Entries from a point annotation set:
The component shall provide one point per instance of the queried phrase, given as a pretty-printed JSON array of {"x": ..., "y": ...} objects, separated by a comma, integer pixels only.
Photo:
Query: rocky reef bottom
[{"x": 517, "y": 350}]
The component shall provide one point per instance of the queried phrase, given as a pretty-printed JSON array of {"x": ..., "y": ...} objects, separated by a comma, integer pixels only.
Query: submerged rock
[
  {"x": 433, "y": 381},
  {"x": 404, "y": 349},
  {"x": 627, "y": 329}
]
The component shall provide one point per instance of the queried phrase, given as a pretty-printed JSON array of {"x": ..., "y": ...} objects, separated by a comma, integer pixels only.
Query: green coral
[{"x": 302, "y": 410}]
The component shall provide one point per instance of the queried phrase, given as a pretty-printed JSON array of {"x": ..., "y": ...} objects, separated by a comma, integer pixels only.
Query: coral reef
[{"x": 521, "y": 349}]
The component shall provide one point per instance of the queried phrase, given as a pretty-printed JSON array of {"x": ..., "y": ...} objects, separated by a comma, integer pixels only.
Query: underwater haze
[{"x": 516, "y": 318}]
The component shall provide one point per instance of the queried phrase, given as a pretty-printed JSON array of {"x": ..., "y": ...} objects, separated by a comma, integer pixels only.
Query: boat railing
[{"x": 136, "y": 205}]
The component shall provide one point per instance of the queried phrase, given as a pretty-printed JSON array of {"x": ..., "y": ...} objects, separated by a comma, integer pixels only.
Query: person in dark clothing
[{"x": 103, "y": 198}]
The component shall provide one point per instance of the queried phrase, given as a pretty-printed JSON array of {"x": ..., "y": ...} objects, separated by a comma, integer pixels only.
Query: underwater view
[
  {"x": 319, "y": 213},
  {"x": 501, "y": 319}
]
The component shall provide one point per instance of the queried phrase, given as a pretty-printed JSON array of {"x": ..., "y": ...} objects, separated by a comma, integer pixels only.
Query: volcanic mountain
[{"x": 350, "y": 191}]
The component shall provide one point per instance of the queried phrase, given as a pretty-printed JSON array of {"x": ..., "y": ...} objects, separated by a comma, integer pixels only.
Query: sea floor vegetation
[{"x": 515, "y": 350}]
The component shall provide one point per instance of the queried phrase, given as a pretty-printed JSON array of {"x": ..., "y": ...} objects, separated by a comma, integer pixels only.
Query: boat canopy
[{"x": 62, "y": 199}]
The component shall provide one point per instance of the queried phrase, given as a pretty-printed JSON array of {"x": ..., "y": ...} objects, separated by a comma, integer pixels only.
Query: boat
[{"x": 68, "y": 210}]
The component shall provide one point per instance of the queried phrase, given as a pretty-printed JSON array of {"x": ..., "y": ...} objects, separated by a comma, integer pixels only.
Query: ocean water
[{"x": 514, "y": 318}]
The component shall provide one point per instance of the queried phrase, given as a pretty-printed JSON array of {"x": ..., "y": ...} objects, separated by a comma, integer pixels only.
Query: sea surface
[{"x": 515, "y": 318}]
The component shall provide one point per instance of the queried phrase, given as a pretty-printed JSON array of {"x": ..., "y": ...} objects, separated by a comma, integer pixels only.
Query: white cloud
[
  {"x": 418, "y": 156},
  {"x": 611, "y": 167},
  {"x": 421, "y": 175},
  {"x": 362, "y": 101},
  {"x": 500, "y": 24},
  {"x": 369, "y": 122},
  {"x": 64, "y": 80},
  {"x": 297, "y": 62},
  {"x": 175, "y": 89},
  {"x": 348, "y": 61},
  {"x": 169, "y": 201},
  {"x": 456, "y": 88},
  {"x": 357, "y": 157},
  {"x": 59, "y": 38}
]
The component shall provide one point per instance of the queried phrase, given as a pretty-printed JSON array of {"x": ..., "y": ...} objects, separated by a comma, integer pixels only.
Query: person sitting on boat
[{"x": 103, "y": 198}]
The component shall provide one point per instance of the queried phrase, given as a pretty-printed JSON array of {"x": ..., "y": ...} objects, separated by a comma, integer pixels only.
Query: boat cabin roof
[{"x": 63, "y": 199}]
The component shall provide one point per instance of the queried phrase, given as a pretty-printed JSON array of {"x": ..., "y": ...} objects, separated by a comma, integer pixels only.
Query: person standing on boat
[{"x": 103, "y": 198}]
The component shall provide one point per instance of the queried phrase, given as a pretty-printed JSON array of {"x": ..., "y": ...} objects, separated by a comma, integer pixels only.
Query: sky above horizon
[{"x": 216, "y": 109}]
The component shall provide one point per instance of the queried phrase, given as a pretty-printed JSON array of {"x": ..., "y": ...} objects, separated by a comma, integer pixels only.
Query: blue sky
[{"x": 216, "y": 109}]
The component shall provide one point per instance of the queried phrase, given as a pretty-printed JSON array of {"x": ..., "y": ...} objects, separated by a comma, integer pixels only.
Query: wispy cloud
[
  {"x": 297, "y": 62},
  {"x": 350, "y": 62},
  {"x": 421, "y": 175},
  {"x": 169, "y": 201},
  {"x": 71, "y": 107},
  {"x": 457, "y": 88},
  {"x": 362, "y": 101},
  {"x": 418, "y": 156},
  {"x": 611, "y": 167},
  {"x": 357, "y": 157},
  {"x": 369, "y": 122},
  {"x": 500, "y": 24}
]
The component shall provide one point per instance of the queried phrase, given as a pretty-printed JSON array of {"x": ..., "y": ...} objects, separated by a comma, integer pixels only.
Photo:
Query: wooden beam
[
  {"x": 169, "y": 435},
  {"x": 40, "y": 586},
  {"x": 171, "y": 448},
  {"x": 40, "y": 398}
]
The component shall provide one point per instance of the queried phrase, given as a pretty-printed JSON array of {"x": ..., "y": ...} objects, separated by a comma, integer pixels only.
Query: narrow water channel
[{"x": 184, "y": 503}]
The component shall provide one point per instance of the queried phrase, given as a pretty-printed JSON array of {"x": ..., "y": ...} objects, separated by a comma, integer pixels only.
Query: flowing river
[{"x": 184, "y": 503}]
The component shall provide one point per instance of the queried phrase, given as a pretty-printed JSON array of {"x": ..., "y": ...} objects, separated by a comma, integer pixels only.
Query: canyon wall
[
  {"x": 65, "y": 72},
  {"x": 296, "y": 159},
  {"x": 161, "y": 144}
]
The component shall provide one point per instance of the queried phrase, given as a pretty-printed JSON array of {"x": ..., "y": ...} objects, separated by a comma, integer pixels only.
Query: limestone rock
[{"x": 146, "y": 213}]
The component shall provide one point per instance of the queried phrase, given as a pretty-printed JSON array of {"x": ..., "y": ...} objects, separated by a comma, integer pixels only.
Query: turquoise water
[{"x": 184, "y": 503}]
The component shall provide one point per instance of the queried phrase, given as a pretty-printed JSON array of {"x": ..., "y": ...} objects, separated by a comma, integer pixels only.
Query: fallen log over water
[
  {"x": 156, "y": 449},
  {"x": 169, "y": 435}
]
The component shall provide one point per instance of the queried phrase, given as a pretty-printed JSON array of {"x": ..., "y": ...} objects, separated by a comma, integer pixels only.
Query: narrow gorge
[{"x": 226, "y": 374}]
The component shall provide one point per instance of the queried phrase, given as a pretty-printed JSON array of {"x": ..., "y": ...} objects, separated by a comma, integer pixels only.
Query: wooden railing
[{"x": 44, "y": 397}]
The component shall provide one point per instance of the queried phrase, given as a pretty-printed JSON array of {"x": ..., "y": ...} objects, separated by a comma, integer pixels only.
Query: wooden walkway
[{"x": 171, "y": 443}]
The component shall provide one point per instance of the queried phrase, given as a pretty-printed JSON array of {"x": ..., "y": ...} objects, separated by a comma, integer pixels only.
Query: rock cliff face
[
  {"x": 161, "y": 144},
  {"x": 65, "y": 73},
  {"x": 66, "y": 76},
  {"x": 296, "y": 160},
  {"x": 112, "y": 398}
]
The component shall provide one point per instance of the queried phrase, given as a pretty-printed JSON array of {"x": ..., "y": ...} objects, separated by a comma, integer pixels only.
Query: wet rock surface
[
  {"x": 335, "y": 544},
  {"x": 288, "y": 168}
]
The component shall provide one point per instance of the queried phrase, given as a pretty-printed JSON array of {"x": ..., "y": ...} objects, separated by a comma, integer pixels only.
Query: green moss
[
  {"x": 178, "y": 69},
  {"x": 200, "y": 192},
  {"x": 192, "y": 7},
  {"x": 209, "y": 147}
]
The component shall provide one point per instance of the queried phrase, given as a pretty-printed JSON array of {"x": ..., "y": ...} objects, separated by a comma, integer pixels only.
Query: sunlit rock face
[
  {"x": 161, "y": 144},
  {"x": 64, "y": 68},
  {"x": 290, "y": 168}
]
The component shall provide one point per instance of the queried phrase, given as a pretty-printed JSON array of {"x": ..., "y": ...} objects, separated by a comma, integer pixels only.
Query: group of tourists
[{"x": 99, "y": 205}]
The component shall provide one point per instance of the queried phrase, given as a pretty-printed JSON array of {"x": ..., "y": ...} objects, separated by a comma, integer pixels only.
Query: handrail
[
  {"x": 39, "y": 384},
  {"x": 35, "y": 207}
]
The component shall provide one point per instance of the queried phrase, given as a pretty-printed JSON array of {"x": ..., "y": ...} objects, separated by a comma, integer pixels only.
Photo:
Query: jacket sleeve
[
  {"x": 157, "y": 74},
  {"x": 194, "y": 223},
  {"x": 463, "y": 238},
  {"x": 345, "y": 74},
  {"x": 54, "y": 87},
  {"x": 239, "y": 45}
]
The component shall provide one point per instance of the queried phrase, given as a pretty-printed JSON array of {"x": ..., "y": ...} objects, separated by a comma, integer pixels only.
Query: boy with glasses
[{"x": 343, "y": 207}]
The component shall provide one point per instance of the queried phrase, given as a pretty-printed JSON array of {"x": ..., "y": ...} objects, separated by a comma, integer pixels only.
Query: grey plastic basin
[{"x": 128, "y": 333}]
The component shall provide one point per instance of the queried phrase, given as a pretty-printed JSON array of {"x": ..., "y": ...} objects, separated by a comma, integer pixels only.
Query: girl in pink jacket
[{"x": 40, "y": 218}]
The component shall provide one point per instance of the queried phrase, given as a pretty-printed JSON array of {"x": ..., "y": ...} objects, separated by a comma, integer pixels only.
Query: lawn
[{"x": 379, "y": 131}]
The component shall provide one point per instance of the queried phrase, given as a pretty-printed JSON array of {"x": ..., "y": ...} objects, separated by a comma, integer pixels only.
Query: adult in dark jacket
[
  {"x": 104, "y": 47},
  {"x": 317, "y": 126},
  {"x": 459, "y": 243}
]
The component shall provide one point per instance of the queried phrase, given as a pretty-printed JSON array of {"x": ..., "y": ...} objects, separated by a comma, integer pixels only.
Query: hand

**Do this**
Please filter the rows above down to every line that contains the string "reef", matching case exactly, and copy those lines out.

**Exercise answer**
Query: rocky reef bottom
Query: coral reef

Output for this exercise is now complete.